Material for the task:
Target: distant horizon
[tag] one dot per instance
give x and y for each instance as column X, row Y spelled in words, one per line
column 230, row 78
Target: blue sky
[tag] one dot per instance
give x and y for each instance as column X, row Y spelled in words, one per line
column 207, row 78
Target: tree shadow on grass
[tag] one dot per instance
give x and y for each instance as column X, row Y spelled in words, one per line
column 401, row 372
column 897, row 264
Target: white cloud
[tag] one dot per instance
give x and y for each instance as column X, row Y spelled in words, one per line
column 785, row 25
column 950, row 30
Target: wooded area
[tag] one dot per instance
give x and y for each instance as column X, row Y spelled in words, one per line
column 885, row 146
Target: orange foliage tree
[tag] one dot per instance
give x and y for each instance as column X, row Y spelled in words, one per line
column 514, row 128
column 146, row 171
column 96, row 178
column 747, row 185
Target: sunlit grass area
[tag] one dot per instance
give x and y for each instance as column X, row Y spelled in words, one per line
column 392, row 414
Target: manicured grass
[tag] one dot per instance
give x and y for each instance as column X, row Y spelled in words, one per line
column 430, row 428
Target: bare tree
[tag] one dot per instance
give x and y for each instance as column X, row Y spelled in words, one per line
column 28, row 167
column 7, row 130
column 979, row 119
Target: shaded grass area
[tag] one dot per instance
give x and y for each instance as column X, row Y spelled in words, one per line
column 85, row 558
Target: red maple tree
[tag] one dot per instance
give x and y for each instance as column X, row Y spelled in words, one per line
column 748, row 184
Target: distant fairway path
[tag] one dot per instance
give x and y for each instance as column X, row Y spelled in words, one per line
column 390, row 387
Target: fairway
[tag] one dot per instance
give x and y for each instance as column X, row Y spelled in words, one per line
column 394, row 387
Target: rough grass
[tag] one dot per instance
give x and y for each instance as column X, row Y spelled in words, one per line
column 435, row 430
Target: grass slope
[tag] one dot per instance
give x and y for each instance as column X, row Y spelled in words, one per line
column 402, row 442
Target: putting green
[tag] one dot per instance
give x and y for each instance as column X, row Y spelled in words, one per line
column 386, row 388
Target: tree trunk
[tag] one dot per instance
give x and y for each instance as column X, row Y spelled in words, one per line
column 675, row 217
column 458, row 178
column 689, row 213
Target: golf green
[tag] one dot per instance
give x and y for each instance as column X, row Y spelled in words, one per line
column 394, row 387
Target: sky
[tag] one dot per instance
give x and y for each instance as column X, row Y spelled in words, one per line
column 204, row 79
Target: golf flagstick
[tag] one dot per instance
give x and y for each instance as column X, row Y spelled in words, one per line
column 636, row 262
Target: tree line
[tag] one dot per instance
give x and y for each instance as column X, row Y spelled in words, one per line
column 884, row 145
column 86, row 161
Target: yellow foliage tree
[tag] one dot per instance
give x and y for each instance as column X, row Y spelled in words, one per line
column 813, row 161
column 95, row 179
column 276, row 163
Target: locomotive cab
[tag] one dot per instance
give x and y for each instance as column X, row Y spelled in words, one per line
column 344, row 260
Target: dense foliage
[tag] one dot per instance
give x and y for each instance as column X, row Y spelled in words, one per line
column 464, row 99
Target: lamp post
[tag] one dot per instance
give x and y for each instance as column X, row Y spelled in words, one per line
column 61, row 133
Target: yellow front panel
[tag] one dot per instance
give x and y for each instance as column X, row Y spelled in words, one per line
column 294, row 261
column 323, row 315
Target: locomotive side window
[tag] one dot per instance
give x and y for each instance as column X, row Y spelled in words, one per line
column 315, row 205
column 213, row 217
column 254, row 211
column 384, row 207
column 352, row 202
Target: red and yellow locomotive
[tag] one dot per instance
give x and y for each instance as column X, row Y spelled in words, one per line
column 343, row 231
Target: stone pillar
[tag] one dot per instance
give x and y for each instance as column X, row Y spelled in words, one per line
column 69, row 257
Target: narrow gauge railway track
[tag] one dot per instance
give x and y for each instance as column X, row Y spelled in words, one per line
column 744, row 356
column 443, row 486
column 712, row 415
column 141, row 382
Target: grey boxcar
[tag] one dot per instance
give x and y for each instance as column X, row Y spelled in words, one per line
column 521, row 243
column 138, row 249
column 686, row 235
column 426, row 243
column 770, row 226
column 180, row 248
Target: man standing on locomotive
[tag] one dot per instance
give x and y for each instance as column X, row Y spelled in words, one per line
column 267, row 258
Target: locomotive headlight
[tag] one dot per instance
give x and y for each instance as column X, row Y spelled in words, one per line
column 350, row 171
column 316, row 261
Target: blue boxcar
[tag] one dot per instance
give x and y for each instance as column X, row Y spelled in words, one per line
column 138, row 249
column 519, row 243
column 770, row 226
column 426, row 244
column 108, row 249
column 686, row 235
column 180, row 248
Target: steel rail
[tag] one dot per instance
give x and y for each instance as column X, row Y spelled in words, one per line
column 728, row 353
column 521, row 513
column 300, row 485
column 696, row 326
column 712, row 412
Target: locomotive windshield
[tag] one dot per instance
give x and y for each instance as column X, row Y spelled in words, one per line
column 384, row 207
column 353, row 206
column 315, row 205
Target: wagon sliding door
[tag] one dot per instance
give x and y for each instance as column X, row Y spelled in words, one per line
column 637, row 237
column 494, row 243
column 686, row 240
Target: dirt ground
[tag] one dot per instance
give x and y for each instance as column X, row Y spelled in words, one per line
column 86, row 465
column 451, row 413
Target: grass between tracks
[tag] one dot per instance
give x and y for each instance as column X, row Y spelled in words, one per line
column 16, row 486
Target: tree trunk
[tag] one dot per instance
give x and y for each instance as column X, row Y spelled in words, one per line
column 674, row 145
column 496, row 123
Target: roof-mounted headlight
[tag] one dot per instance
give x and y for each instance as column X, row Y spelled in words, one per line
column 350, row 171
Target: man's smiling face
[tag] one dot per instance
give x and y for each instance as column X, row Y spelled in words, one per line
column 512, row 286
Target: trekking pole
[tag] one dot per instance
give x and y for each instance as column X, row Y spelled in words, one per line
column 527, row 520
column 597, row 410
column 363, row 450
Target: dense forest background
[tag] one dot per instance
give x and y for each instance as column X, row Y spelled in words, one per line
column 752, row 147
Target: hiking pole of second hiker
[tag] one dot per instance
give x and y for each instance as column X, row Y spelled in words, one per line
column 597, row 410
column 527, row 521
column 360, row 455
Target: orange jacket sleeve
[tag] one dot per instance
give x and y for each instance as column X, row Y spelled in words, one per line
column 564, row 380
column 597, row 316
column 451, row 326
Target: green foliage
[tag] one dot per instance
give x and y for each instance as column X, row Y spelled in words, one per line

Work to be completed: Copy all of the items above word for word.

Output below:
Target: distant horizon
[tag] one dot per instance
give x and y for each instance as column X, row Y spelled in words, one per line
column 230, row 78
Target: blue sky
[tag] one dot per instance
give x and y for each instance as column X, row Y spelled in words, one per line
column 207, row 78
Target: tree shadow on grass
[tag] one dot per instance
give x and y for each instance as column X, row Y spelled in words, one per line
column 401, row 372
column 897, row 264
Target: white cloud
[tag] one dot per instance
give x and y for each instance as column X, row Y spelled in words, one per line
column 785, row 25
column 950, row 30
Target: wooded area
[tag] one dot per instance
give x and y for each instance as column X, row Y spelled in words, one per line
column 885, row 146
Target: orange foliage tree
[tag] one dot per instance
give x and y for each instance as column X, row Y spelled in words, one per line
column 514, row 128
column 146, row 171
column 96, row 178
column 747, row 185
Target: sunlit grass area
[tag] one dot per instance
give x and y for each instance as column X, row Y spelled in words, one per line
column 392, row 414
Target: manicured grass
[tag] one dot per instance
give x and y for each instance as column X, row Y spelled in words, one per line
column 430, row 428
Target: bare tree
[tag] one dot per instance
give x and y for each instance as column X, row Y spelled in words, one per line
column 28, row 167
column 7, row 130
column 979, row 119
Target: shaded grass area
[tag] one dot per instance
give x and y for each instance as column X, row Y spelled in words, one per line
column 85, row 558
Target: red maple tree
[tag] one dot per instance
give x and y for each instance as column X, row Y spelled in words, one per line
column 748, row 184
Target: distant fairway path
[tag] one dot per instance
give x and y for each instance as column X, row Y spelled in words, one per line
column 390, row 387
Target: fairway
[tag] one dot per instance
give x and y for each instance as column X, row Y spelled in words, one per line
column 394, row 387
Target: rough grass
[tag] one dot per instance
give x and y for each instance as column X, row Y spelled in words, one per line
column 435, row 430
Target: grass slope
[tag] one dot per instance
give x and y for each instance as column X, row Y spelled in words, one per line
column 402, row 442
Target: putting green
[tag] one dot per instance
give x and y for each instance as column X, row Y spelled in words, one per line
column 386, row 388
Target: tree trunk
[tag] one dot per instance
give x and y for each instance as column X, row Y spelled in words, one per line
column 675, row 217
column 458, row 178
column 689, row 213
Target: golf green
[tag] one dot per instance
give x and y for each instance as column X, row Y spelled in words, one per line
column 394, row 387
Target: sky
[tag] one dot per instance
give x and y for each instance as column X, row Y spelled in words, one per line
column 204, row 79
Target: golf flagstick
[tag] one dot per instance
give x and y for each instance as column X, row Y spelled in words, one per line
column 636, row 262
Target: tree line
[tag] one dot per instance
give x and y for each instance as column X, row Y spelled in words, one per line
column 884, row 145
column 86, row 161
Target: yellow foliage tree
[tag] one dot per instance
give x and y for each instance as column X, row Y spelled in words, one per line
column 813, row 161
column 95, row 179
column 276, row 163
Target: locomotive cab
[tag] one dot per instance
give x and y for each instance as column X, row Y spelled in words, one per line
column 344, row 260
Target: dense foliage
[tag] one dot per instance
give x and y for each instance as column X, row Y spelled in words, one per line
column 464, row 99
Target: lamp post
[tag] one dot per instance
give x and y for each instance as column X, row Y spelled in words, one per line
column 61, row 133
Target: yellow front panel
[tag] one dot per instance
give x and y for each instance as column X, row Y spelled in words, one per line
column 294, row 261
column 323, row 315
Target: locomotive side window
[tag] one dot per instance
give x and y for each instance as column X, row Y spelled in words, one per line
column 315, row 205
column 213, row 217
column 254, row 211
column 384, row 207
column 352, row 202
Target: red and yellow locomotive
[tag] one dot per instance
give x and y for each instance as column X, row Y spelled in words, one per line
column 343, row 231
Target: stone pillar
[tag] one dot per instance
give x and y for each instance as column X, row Y spelled in words, one per line
column 69, row 257
Target: narrow gauge railway track
[tag] one dot per instance
give x and y for each instance as column X, row Y spelled in words, one per line
column 744, row 356
column 443, row 486
column 712, row 415
column 141, row 382
Target: grey boxcar
[tag] one dot per instance
give x and y for each instance as column X, row Y spelled in words, one per line
column 521, row 243
column 138, row 249
column 686, row 235
column 426, row 243
column 770, row 226
column 180, row 248
Target: man standing on locomotive
[tag] one dot per instance
give x and y for each instance as column X, row Y spelled in words, one per line
column 267, row 258
Target: locomotive headlight
[tag] one dot per instance
give x and y for each instance as column X, row Y spelled in words, one per line
column 350, row 171
column 316, row 261
Target: blue boxcar
[tag] one dot per instance
give x and y for each instance as column X, row Y spelled in words, one per line
column 138, row 249
column 519, row 243
column 770, row 226
column 426, row 244
column 108, row 249
column 686, row 235
column 180, row 248
Target: steel rail
[tag] one dot per instance
give x and y for each instance as column X, row Y spelled in words, one per line
column 728, row 353
column 521, row 513
column 300, row 485
column 696, row 326
column 712, row 412
Target: locomotive windshield
[tag] one dot per instance
give x and y for each instance as column X, row Y spelled in words, one per line
column 384, row 207
column 353, row 206
column 315, row 205
Target: wagon sliding door
[tag] one dot per instance
give x and y for each instance as column X, row Y spelled in words, one per line
column 637, row 237
column 494, row 243
column 686, row 240
Target: dirt ground
[tag] one dot per instance
give x and y for each instance as column X, row Y spelled in words, one per line
column 86, row 465
column 451, row 413
Target: grass between tracks
[tag] one dot per instance
give x and y for each instance as column X, row Y spelled in words, one per line
column 16, row 486
Target: tree trunk
[tag] one dot per instance
give x and y for each instance as column X, row Y spelled in words, one per line
column 674, row 145
column 496, row 123
Target: roof-mounted headlight
[tag] one dot per instance
give x and y for each instance as column X, row Y spelled in words, one per line
column 350, row 171
Target: man's smiling face
[tag] one dot per instance
give x and y for each instance as column X, row Y spelled in words, one per line
column 512, row 286
Target: trekking pole
[tag] one dot per instance
give x and y for each instance as column X, row Y spelled in words, one per line
column 527, row 520
column 597, row 410
column 363, row 450
Target: dense forest background
[tag] one dot per instance
give x and y for each instance as column X, row Y spelled in words, one per line
column 752, row 147
Target: hiking pole of second hiker
[tag] one dot per instance
give x and y for each instance as column X, row Y spelled in words, one per line
column 597, row 410
column 527, row 521
column 360, row 455
Target: orange jacket sleeve
[tag] one dot per instance
give x and y for each instance as column X, row Y spelled in words, one per line
column 564, row 380
column 597, row 316
column 451, row 326
Target: green foliage
[tag] one dot per instance
give x and y for each instance as column X, row Y spelled in words, one per line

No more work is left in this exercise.